▶ **Work item**: Look below for the line holding "Format sample: x=216, y=16" and the line holding "Target: white board and batten siding". Transcribe exactly those lines and all lines between them, nothing more.

▶ **Dataset excerpts**:
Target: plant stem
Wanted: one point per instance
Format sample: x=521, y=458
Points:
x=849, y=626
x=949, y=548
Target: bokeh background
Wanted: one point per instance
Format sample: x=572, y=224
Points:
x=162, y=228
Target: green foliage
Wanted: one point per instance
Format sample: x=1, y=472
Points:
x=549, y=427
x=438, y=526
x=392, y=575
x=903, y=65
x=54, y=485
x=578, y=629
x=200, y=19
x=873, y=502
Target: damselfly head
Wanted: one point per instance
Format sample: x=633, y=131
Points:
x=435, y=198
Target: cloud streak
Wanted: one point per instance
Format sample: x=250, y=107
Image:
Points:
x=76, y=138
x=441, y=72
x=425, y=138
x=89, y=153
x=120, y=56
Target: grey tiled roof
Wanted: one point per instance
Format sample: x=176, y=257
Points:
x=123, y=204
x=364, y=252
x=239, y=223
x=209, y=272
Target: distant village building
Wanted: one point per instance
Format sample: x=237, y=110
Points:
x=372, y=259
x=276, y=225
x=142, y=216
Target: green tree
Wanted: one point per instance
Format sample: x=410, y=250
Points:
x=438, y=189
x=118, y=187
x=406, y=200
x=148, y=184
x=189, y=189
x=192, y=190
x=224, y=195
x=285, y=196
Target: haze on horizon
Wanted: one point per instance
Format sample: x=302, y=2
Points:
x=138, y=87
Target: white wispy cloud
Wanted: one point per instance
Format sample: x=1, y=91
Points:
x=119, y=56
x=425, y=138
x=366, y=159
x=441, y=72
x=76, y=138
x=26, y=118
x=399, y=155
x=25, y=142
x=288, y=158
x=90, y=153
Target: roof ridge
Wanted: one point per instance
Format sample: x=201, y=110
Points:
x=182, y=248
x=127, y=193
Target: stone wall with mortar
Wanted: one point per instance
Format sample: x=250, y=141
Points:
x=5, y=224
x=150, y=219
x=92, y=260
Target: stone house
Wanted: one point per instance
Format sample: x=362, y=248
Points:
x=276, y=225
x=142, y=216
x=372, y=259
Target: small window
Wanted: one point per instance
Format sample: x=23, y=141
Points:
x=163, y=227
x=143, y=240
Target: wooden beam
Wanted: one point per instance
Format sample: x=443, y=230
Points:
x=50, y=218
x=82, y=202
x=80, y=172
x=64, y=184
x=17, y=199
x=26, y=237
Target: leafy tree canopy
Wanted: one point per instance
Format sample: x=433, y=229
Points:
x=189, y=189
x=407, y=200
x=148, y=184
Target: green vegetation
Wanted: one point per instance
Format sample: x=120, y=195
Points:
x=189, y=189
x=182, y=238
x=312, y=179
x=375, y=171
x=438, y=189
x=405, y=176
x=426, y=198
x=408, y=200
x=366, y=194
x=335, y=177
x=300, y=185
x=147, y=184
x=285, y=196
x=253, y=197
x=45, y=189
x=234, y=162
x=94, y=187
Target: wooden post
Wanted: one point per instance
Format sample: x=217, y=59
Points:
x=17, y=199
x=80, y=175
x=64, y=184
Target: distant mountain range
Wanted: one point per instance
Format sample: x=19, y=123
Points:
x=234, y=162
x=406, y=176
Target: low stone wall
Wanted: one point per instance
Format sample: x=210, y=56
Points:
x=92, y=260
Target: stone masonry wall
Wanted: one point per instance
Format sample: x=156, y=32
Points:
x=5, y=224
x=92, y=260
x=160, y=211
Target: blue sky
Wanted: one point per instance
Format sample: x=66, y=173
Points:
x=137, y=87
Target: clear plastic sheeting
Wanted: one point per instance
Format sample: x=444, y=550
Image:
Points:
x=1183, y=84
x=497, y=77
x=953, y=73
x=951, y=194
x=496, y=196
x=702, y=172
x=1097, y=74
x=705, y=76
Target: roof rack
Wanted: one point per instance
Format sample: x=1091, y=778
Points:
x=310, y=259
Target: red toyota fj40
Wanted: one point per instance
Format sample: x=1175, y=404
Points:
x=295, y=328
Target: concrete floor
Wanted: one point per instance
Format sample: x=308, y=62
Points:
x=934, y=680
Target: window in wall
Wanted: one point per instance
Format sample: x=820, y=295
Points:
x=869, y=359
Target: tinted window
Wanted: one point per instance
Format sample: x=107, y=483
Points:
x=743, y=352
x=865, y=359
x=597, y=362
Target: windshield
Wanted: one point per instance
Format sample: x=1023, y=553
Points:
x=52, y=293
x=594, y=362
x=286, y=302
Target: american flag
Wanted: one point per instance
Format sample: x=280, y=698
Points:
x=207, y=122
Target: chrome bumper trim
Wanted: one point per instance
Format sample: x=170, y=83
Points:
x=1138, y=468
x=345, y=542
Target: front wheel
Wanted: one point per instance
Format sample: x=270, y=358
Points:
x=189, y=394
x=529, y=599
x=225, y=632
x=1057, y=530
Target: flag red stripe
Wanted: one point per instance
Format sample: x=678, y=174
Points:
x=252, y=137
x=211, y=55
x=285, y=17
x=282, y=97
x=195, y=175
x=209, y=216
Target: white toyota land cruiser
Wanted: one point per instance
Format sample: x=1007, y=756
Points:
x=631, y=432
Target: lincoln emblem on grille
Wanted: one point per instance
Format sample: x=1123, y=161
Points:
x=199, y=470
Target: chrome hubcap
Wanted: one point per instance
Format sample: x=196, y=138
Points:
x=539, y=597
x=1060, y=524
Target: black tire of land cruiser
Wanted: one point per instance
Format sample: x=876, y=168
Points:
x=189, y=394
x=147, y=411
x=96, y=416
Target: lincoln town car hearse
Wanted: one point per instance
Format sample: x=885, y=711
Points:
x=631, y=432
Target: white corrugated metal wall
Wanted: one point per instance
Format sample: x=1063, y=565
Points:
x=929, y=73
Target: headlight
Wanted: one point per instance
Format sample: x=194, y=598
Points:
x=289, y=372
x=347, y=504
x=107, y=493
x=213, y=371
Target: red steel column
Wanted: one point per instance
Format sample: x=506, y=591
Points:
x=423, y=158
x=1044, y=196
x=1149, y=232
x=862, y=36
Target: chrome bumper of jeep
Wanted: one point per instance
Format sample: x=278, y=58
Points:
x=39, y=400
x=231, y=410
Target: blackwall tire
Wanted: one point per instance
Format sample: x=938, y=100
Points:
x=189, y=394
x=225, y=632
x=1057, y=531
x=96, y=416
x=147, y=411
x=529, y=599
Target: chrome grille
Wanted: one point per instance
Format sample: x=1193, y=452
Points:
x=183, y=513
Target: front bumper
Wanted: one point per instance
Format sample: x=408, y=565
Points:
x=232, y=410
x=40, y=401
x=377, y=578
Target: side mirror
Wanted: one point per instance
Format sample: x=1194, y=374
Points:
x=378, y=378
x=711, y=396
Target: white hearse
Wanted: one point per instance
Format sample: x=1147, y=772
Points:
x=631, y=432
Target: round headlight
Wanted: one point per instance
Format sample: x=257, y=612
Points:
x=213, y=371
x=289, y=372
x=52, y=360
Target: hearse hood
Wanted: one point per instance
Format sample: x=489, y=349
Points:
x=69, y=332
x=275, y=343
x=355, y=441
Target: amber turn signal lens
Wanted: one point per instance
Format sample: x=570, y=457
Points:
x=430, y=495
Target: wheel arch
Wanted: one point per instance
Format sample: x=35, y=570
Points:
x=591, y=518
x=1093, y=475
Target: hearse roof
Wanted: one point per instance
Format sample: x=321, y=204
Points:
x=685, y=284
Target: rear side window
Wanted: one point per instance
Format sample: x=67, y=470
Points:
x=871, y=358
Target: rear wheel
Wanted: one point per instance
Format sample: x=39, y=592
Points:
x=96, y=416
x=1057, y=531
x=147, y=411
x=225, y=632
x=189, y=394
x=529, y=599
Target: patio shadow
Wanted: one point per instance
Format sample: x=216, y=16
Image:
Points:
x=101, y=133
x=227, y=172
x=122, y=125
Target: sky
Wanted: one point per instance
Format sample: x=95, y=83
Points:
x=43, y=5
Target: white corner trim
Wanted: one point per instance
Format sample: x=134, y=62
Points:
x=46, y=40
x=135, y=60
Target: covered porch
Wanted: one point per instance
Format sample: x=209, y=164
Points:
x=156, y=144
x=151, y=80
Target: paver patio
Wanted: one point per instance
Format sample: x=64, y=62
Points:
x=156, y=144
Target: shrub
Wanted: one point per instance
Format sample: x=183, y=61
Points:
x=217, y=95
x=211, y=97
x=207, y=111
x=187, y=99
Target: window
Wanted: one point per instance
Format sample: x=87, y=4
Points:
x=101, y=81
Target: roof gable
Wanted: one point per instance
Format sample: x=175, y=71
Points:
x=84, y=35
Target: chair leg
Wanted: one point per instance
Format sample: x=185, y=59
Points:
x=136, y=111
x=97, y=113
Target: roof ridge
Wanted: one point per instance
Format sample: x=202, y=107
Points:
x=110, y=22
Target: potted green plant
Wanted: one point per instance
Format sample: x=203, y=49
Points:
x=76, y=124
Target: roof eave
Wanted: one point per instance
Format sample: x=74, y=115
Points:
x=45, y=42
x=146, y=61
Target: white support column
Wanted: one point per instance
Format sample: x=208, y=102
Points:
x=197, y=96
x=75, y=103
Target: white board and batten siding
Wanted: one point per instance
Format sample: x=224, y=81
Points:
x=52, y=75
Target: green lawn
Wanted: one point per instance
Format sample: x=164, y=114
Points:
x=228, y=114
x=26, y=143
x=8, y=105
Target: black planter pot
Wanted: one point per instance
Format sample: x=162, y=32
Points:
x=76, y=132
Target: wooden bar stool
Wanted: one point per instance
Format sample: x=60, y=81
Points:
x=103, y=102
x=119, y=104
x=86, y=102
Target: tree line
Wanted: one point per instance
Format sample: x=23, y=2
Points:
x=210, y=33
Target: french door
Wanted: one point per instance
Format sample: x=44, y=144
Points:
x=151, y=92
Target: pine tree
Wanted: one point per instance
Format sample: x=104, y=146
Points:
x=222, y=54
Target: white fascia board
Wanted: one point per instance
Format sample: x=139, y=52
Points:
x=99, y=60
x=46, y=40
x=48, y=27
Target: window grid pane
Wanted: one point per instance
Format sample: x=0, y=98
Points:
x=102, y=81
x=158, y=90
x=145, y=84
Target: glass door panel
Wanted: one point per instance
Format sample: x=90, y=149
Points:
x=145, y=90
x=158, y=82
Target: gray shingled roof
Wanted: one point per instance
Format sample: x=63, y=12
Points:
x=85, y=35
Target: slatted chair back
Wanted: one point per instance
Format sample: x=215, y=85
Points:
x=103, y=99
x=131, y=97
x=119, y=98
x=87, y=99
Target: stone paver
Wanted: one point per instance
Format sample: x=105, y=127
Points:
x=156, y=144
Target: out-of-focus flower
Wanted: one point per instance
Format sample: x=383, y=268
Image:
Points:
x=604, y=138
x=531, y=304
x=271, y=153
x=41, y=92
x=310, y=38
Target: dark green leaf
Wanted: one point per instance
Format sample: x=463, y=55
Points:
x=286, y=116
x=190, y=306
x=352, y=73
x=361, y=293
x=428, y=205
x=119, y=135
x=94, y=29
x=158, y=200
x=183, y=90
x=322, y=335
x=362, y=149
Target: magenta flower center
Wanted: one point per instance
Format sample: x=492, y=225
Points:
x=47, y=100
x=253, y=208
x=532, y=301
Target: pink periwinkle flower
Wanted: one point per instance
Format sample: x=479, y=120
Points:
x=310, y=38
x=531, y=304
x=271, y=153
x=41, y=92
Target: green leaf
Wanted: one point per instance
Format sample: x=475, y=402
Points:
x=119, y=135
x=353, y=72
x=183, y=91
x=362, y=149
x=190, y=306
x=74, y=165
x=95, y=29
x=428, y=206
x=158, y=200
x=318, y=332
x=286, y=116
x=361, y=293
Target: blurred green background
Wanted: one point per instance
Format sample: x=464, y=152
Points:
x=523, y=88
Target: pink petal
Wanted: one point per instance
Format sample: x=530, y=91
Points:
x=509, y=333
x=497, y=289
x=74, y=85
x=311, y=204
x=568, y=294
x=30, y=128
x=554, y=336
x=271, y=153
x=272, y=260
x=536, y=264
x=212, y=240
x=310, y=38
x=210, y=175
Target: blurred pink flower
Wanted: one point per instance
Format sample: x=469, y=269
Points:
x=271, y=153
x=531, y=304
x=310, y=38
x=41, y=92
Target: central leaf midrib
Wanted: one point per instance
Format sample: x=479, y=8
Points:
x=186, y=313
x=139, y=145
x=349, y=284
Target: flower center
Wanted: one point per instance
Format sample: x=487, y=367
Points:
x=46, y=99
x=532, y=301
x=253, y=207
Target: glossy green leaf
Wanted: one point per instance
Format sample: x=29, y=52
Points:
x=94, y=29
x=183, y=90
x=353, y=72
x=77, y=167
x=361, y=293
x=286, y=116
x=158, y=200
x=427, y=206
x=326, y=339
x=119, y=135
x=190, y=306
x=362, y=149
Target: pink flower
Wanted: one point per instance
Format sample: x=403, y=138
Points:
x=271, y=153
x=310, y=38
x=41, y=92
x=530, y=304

▶ **Your response**:
Format sample: x=216, y=16
Image:
Points:
x=101, y=133
x=227, y=172
x=122, y=125
Target: sky
Wanted: one point per instance
Format sample: x=95, y=83
Points:
x=43, y=5
Target: white corner trim
Wanted: one point per instance
Format sample: x=134, y=62
Points:
x=46, y=40
x=135, y=60
Target: covered porch
Wanted: one point per instance
Format sample: x=209, y=164
Points:
x=156, y=144
x=151, y=80
Target: paver patio
Wanted: one point per instance
Format sample: x=64, y=62
Points:
x=156, y=144
Target: shrub
Wanted: one point per instance
Format sample: x=183, y=61
Points:
x=217, y=95
x=211, y=97
x=207, y=111
x=187, y=99
Target: window
Wanted: one point per instance
Format sample: x=87, y=4
Points:
x=101, y=81
Target: roof gable
Wanted: one point per instance
Format sample: x=175, y=71
Points:
x=84, y=35
Target: chair leg
Wanted: one point per instance
Format sample: x=185, y=59
Points:
x=136, y=111
x=97, y=113
Target: roof ridge
Wanted: one point per instance
Format sample: x=202, y=107
Points:
x=110, y=22
Target: potted green plant
Wanted: one point per instance
Format sample: x=203, y=49
Points:
x=76, y=124
Target: roof eave
Wanted: one point per instance
Format sample: x=74, y=115
Points:
x=45, y=42
x=146, y=61
Target: white support column
Wanted: one point per instance
Format sample: x=208, y=102
Points:
x=197, y=96
x=75, y=103
Target: white board and batten siding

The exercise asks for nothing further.